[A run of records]
---+---
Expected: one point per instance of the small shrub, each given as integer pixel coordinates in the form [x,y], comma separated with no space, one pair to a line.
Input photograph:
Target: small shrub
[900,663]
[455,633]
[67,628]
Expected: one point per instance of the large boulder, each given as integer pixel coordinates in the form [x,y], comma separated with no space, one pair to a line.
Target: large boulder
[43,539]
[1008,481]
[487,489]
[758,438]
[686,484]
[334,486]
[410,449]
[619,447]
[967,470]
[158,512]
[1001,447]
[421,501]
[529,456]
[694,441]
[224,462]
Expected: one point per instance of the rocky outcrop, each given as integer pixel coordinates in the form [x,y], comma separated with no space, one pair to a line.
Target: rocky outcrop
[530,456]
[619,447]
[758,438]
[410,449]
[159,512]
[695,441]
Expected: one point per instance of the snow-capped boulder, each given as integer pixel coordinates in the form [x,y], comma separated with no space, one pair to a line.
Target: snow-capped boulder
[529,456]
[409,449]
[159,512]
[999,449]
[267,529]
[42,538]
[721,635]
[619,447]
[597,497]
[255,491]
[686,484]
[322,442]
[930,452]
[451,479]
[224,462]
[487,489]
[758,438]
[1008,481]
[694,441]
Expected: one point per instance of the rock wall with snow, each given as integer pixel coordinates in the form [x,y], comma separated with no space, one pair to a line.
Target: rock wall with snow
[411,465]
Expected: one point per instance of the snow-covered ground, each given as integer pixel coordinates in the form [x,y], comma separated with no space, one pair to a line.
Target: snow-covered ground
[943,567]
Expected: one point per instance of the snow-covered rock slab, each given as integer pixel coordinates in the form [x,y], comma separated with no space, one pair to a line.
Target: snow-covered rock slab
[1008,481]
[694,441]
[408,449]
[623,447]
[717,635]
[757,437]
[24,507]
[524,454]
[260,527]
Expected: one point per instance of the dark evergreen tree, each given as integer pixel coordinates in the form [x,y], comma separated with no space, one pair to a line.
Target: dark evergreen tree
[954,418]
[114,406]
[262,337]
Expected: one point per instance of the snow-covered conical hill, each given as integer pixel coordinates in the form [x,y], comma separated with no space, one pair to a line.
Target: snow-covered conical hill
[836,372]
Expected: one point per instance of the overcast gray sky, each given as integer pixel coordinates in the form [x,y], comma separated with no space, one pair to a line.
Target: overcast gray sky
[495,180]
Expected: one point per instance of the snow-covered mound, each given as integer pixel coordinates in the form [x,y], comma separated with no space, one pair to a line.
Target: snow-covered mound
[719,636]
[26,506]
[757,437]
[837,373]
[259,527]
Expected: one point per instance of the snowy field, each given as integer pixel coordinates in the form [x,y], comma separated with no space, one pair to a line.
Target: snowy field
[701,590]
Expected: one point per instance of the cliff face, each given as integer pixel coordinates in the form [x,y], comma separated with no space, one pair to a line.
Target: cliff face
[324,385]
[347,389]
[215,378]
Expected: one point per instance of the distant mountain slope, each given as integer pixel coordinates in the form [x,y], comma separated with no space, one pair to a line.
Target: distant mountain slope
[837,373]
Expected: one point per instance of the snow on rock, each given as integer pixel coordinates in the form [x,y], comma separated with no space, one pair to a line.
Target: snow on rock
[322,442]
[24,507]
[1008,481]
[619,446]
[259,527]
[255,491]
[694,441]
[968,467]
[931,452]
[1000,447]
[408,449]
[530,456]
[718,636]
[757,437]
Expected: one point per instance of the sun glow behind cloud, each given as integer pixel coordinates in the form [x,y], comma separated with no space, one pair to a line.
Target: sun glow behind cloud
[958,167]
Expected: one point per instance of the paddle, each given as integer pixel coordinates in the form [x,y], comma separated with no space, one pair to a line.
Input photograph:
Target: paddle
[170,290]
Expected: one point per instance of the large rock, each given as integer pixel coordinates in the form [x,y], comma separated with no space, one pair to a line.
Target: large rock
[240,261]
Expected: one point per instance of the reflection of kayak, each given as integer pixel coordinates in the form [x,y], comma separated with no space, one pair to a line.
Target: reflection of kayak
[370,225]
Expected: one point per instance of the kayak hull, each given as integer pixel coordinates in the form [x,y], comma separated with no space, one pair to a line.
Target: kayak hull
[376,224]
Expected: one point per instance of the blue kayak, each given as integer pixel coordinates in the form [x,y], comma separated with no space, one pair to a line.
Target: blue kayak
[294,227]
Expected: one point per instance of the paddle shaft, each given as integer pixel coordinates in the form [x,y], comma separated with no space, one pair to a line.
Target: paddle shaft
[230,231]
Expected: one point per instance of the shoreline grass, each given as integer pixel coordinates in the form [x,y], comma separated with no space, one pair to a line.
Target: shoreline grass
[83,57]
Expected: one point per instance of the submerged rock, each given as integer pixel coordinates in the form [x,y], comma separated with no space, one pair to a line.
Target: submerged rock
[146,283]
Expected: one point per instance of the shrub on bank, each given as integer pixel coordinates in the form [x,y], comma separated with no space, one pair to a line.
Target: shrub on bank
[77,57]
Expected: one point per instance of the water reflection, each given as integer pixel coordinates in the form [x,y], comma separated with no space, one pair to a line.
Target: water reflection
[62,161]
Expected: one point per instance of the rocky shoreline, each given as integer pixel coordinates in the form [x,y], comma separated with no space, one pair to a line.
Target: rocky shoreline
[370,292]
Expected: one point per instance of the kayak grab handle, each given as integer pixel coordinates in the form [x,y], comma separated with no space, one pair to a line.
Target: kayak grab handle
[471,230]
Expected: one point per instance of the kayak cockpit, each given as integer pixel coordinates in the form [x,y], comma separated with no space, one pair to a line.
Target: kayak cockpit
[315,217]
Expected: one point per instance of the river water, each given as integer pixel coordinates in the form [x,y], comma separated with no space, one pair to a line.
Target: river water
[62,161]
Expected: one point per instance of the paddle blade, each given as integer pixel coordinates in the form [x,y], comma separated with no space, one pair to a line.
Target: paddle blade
---+---
- _Task prompt_
Copy out all of the lines above exactly.

- _Output for this task_
Expected: one point per instance of the small shrub, each given as integer pixel coordinates in the form [x,y], comma separated with no space, one pair to a line.
Input photograph:
Target: small shrub
[900,663]
[455,633]
[67,628]
Expected: one point per instance of the large boulder, each given as integer pixel coordinates in the form [x,y], comma separated with no space, one pair to a line.
Target: large boulder
[43,539]
[1008,481]
[487,489]
[758,438]
[686,484]
[334,486]
[410,449]
[619,447]
[967,470]
[158,512]
[1001,447]
[421,501]
[529,456]
[694,441]
[224,462]
Expected: one point per instance of the rocky outcrop, each given as integer pixel coordinates in the form [x,y], comma separated with no space, one pair to a line.
Target: rocky outcrop
[530,456]
[619,447]
[758,438]
[410,449]
[159,512]
[695,441]
Expected: one point per instance of the snow-capped boulder, each given as integer pixel coordinates in the form [x,y], comma separated with no space, one pair to a line.
Target: snow-capped boulder
[529,456]
[409,449]
[159,512]
[999,449]
[267,529]
[42,538]
[721,635]
[619,447]
[597,497]
[255,491]
[686,484]
[322,442]
[930,452]
[451,479]
[224,462]
[487,489]
[758,438]
[1008,481]
[694,441]
Expected: one point per instance of the rock wall with snow, each given as integer pixel coordinates in the form [x,y], comma separated with no space, one pair to a line.
Target: rock wall with snow
[411,465]
Expected: one point per instance of the snow-covered ground, each given as integer pixel coordinates in the form [x,y], comma separated with no space, one pair to a line.
Target: snow-covered ground
[943,567]
Expected: one point per instance of the snow-covered rock slab, each given as integer pixel coordinates in the form [x,y], comma separated with no space, one pair to a line.
Target: snow-covered rock slab
[1008,481]
[694,441]
[408,449]
[623,447]
[717,635]
[757,437]
[24,507]
[524,454]
[260,527]
Expected: one point per instance of the dark evergreen tree, each given as integer pixel coordinates in the form [x,y], comma separated with no space, one pair to a line.
Target: dark evergreen tree
[954,418]
[114,406]
[262,337]
Expected: one point per instance of the snow-covered conical hill, each given as integer pixel coordinates in the form [x,y], comma separated with no space, one pair to a line.
Target: snow-covered conical hill
[836,372]
Expected: one point per instance of the overcast gray sky, each given as integer pixel coordinates in the form [x,y], comma separated with no space, one pair to a line.
Target: overcast gray sky
[495,180]
Expected: one point per instance of the snow-covered mound, each given as integer pixel coordinates in the form [x,y], comma separated with no space, one pair to a line.
Target: snow-covered mound
[719,636]
[26,506]
[757,437]
[837,373]
[259,527]
Expected: one point per instance of the snowy field, each given as integer pixel coordinates in the form [x,y], comma separated with no space, one pair to a line.
Target: snowy field
[701,590]
Expected: one point per instance of the cliff face, each given as integer pixel coordinates in the form [x,y], comma separated with no space, one pair to a line.
Target: cliff face
[324,385]
[347,389]
[215,378]
Expected: one point per instance of the distant mountain slope, each given as integer pixel coordinates in the form [x,y], comma separated with no space, one pair to a line.
Target: distant mountain slope
[837,373]
Expected: one point per instance of the snow on rock, each given as integer pixel coordinates in the form [x,y], comma separated with no space, one pair to a line.
Target: snow on rock
[322,442]
[24,507]
[1008,481]
[619,446]
[259,527]
[255,491]
[694,441]
[968,467]
[931,452]
[1000,447]
[408,449]
[530,456]
[718,636]
[757,437]
Expected: one point per instance of the sun glow behind cloud, each given as integer pixel coordinates in the form [x,y], comma separated with no space, one pair to a line.
Target: sun glow behind cloud
[958,167]
Expected: one point per instance of the paddle, each given as integer pixel coordinates in the form [x,y], comma separated with no space, one pair to a line.
Input photograph:
Target: paddle
[170,290]
Expected: one point per instance of the large rock, each given as integer pixel coordinates in the form [x,y], comma separated with no space, one pair to a line.
Target: large rock
[240,261]
Expected: one point per instance of the reflection of kayak, each given as integer pixel coordinates in the form [x,y], comma separated with no space, one pair to a line.
Target: reflection of kayak
[370,225]
Expected: one point per instance of the kayak hull, each given as integer pixel coordinates in the form [x,y], comma separated with no space, one pair to a line.
Target: kayak hull
[376,224]
Expected: one point per instance of the blue kayak, each given as integer pixel coordinates in the form [x,y], comma separated with no space, one pair to a line.
Target: blue kayak
[294,227]
Expected: one point per instance of the paddle shaft, each given as integer pixel coordinates in the form [x,y], comma separated with no space, one pair to a line.
Target: paddle shaft
[230,231]
Expected: one point per instance of the shoreline grass, each given as integer pixel coordinates in the form [x,y], comma separated with no space, one pair to a line.
Target: shoreline grass
[83,57]
Expected: one point per instance of the submerged rock, each given as integer pixel coordinates in the form [x,y], comma separated with no space, one pair to a line.
Target: submerged rock
[146,283]
Expected: one point per instance of the shrub on bank, each given as integer pixel coordinates in the form [x,y], comma separated with no space, one pair to a line.
Target: shrub on bank
[77,57]
Expected: one point per instance of the water reflection, each given as integer pixel coordinates in the form [x,y], comma separated with no space, one pair to a line.
Target: water reflection
[62,161]
Expected: one point per instance of the rocky shoreline, each given as integer pixel coordinates in the form [x,y], comma separated with no space, one pair to a line.
Target: rocky shoreline
[370,292]
Expected: one point per instance of the kayak grab handle, each given as integer pixel coordinates in the form [x,y], comma separated with no space, one pair to a line.
Target: kayak grab handle
[471,230]
Expected: one point per instance of the kayak cockpit, each given as integer pixel coordinates in the form [x,y], comma separated with no space, one pair to a line.
Target: kayak cockpit
[315,217]
Expected: one point per instance of the river water, each given as integer pixel coordinates in the form [x,y], comma separated with no space, one pair to a line.
Target: river water
[62,161]
Expected: one point per instance of the paddle blade, each given as integer pixel coordinates in the form [x,y], comma separated with no space, one pair to a line.
Target: paddle blade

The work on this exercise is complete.